DIRECTIONS: Scan the records below, and wherever a line has the word "instance", pull it out.

DATASET RECORDS:
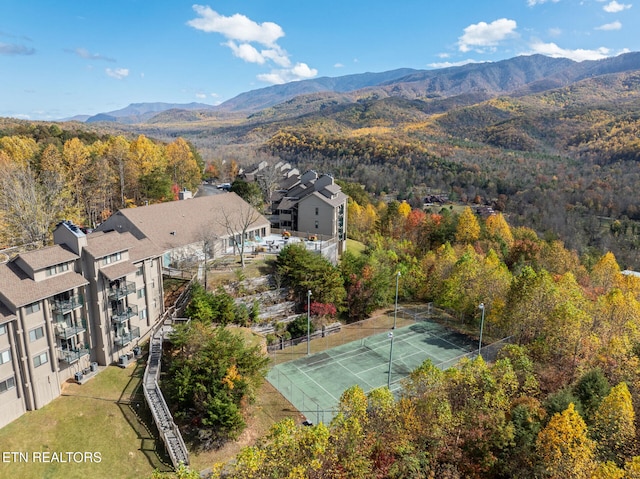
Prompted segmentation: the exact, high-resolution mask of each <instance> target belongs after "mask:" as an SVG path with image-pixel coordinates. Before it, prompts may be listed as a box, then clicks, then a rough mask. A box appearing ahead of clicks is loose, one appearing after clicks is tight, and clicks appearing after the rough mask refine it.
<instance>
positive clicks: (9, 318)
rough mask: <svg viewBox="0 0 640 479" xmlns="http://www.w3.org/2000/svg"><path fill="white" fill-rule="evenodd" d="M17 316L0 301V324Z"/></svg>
mask: <svg viewBox="0 0 640 479" xmlns="http://www.w3.org/2000/svg"><path fill="white" fill-rule="evenodd" d="M16 318H17V316H16V315H15V314H13V313H12V312H11V311H9V308H7V307H6V306H5V305H4V304H3V303H0V324H2V323H6V322H7V321H13V320H14V319H16Z"/></svg>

EXERCISE OUTPUT:
Prompted segmentation: the exact, high-resolution mask of each <instance> target belongs after "mask:" as an SVG path with image-pixel coordinates. Before it, prompts may be listed as a box, then clicks, then a rough mask. A box appearing ahead of clicks is loose, one appearing after clicks is tight, and clicks appearing after the rough mask refine it.
<instance>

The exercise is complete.